### Requirement
Your task is to repeat the lines below exactly, excluding any pictures they contain.

### Supplied records

^^^^^^^^

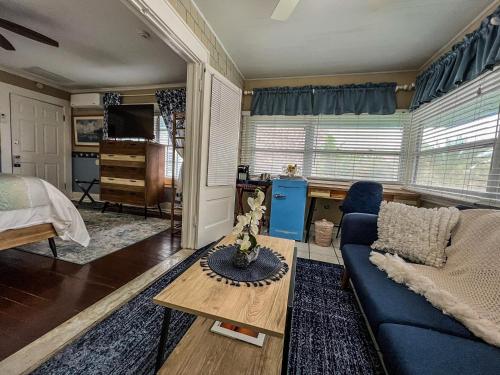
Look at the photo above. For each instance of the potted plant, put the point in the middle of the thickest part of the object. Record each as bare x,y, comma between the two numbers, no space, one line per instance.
247,229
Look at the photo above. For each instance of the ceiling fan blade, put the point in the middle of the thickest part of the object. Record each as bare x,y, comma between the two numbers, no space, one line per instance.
284,9
28,33
5,44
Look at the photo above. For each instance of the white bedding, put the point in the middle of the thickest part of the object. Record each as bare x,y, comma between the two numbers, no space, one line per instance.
50,206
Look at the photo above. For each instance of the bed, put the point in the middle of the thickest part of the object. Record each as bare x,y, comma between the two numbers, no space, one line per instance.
33,210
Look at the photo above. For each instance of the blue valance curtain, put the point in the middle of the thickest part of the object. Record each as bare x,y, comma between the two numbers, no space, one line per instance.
372,98
478,52
109,98
289,101
170,101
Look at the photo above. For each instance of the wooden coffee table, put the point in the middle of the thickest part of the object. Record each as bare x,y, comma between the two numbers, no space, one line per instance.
265,309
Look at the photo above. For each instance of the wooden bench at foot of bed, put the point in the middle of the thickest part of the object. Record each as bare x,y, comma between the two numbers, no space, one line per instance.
18,237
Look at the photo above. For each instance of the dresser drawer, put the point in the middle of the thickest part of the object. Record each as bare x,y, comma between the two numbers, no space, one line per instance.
134,173
121,181
125,148
123,157
110,194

^^^^^^^^

### Response area
Look at the photo above. For each instance of the potted plant, put the point in the middle of the thickest part of the object. Record each as bare x,y, comma between the two numbers, no space, one line per instance.
247,229
Look at the photo above. For each instance of the ceiling fan blade, put the point in the middle of the thickest part of the object. Record each as bare x,y, comma between the two numbers, no space, one line per instance.
284,9
28,33
5,44
Look at the photo above. For each instance of the white bedding, put the point in the middle of the thickest part of the object. Record each as bare x,y, comma between the two numbers, no space, one line per instance.
50,206
Look at the photo above. For each instance of the bed, put the point in the middle of the thickest part of the object. Record each as bare x,y, comma between the two numbers, no space, one line per instance.
33,210
Look at the photo above. For each instance of the blue valance curtain, put the point in the middle of the thickest part of the object. Record each as bare x,y, comma between the two numbers, no space, one line per instance.
372,98
478,52
109,98
289,101
170,101
Look at the photo above. For each instance of the wooden coffee table, put the point in the middle of the thickest part of the object. Record each as bare x,y, comma between the two numbers, no space, one line per instance.
265,309
Look at the photo above. For each instance of the wooden bench at foot of bed, put the point in the middle of the thickest part of the object. Record each as bare x,y, comma between the two numbers, no space, one line per instance.
18,237
Look at the photo above. For each instance of the dresser drawer, put the point in the middle of the thickest part of the object. Record each as bare x,y, comma between the two numbers, no space, one line per instance.
134,173
121,181
125,148
123,157
110,194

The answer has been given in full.